### DATA FOR REVIEW
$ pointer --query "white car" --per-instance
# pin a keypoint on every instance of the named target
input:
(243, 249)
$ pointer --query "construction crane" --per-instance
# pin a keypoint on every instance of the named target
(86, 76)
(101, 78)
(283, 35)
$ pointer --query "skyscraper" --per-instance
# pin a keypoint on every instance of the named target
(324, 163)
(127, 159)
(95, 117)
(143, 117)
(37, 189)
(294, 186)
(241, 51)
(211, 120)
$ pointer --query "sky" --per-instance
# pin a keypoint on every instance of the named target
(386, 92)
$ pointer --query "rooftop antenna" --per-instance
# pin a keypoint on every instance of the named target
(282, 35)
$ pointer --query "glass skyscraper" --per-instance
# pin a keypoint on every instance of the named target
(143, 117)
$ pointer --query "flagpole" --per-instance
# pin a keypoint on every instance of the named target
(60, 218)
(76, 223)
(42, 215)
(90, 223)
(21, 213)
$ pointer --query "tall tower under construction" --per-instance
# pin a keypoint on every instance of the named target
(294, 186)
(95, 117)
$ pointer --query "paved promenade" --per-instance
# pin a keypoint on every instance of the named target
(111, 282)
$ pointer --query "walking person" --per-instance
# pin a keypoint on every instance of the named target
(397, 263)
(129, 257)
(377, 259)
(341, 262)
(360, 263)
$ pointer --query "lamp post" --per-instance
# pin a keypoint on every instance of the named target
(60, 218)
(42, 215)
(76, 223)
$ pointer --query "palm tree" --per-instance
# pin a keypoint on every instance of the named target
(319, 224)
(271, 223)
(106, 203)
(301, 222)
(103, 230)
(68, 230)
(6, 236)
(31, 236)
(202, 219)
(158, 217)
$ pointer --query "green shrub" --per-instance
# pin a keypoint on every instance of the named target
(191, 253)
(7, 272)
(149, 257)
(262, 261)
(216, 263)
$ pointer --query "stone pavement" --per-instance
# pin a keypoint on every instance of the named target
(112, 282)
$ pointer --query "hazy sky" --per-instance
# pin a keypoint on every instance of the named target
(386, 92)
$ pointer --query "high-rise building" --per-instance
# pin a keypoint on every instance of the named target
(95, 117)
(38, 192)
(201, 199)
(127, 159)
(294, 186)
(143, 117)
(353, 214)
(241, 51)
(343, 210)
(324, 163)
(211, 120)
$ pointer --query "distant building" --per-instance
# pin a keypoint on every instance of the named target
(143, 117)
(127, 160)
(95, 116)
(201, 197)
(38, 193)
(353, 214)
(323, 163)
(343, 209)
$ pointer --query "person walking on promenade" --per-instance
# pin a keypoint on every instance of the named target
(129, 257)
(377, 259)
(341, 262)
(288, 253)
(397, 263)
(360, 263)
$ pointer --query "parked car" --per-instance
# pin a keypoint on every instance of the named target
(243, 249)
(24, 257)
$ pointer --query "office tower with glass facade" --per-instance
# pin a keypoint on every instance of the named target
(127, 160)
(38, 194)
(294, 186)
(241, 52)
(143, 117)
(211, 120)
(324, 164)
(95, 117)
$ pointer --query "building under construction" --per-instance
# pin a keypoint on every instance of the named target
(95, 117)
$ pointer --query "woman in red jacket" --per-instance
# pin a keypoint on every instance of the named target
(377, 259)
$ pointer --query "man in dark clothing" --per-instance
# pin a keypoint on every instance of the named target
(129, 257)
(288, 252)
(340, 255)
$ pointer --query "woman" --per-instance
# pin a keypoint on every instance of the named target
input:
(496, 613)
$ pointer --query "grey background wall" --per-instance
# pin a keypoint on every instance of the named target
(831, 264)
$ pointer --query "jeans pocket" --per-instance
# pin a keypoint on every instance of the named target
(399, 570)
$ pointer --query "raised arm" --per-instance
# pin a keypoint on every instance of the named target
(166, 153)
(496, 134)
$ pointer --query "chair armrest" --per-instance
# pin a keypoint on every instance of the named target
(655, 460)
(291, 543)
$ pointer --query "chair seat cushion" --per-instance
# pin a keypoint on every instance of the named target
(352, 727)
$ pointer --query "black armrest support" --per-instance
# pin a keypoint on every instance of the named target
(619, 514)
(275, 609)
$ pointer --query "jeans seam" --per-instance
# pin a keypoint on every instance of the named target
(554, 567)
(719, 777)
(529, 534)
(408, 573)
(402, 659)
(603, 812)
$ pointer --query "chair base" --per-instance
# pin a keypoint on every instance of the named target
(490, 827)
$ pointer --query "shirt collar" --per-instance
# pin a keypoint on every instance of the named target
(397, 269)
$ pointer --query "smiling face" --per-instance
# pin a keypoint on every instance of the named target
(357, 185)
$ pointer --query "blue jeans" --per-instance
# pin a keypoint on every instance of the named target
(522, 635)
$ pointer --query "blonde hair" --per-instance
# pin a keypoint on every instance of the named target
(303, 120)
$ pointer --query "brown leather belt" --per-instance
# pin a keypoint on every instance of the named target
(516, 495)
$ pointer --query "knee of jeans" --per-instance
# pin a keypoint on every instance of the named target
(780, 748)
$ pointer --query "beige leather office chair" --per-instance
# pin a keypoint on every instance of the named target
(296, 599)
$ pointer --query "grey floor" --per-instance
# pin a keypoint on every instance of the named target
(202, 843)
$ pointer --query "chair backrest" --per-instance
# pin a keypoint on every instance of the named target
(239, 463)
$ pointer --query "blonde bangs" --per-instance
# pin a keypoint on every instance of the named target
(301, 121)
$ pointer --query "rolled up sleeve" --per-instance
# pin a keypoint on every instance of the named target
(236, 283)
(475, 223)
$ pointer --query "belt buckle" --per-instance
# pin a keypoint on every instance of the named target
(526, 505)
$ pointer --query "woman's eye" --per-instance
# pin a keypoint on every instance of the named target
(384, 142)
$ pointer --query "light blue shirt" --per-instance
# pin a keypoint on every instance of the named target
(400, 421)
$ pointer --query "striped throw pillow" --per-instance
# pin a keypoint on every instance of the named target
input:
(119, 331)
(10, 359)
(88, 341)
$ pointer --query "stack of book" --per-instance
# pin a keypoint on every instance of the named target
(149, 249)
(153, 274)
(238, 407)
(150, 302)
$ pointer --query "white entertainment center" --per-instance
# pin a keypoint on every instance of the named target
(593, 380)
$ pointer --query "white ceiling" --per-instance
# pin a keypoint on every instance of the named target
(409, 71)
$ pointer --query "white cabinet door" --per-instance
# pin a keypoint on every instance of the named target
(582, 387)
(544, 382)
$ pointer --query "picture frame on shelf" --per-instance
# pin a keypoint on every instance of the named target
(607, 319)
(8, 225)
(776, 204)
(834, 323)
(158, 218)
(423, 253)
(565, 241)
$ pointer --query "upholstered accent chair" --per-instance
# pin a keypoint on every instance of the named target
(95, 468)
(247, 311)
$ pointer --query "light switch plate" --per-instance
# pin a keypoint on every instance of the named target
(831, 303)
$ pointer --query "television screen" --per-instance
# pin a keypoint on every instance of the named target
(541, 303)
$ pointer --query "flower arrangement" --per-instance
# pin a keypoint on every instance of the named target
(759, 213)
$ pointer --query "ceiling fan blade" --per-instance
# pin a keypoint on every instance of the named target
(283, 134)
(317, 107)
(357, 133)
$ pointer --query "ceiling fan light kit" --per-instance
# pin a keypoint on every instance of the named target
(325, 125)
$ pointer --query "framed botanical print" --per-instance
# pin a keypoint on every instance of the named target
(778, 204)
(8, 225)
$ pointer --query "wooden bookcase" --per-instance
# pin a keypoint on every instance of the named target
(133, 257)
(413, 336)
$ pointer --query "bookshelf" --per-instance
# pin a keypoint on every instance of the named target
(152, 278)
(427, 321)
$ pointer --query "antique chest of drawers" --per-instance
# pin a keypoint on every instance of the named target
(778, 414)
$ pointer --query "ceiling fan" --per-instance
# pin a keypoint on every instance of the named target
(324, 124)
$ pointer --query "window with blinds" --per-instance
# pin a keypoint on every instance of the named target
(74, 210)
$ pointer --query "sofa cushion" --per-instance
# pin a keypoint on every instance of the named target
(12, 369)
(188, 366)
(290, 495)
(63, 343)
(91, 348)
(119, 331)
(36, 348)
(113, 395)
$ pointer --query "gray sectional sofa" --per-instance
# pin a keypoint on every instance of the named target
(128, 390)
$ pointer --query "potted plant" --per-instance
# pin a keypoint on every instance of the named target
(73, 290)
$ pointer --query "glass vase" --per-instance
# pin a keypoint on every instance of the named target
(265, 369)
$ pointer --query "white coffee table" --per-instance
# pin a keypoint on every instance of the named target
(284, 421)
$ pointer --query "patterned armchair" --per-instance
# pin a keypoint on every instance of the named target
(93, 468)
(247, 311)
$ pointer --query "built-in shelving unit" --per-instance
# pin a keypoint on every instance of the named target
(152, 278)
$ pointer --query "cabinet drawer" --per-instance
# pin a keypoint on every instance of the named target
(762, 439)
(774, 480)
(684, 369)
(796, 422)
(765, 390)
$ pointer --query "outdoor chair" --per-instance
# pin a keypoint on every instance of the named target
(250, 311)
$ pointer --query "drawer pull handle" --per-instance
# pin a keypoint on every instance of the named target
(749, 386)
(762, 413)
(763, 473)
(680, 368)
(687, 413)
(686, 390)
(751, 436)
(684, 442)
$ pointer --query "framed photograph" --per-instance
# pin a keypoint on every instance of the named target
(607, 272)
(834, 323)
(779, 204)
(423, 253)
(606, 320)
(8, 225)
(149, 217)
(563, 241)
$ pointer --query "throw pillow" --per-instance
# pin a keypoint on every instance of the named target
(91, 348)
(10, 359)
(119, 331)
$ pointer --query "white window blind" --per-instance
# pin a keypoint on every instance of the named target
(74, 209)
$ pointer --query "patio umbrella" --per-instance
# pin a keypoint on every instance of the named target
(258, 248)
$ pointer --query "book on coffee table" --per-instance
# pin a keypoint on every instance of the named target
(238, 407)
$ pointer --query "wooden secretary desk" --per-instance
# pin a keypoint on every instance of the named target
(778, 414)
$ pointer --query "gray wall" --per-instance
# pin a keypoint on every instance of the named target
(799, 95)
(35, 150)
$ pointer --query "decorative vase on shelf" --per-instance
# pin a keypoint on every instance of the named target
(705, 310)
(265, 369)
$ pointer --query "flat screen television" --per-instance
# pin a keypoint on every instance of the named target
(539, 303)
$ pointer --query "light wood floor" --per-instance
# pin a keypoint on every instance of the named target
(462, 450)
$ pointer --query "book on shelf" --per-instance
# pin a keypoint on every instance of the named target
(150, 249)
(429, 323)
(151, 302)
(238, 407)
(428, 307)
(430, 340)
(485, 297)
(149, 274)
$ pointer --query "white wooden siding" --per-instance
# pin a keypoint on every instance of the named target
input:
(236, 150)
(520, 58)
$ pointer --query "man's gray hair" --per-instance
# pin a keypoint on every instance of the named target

### ASSIGNMENT
Find every line above where the word "glass" occurs, and copy that line.

### COMPLETED EXERCISE
$ pointer --query "glass skyscraper" --per-instance
$ pointer --query "office tower with glass facade" --per-instance
$ pointer --query "glass vase" --per-instance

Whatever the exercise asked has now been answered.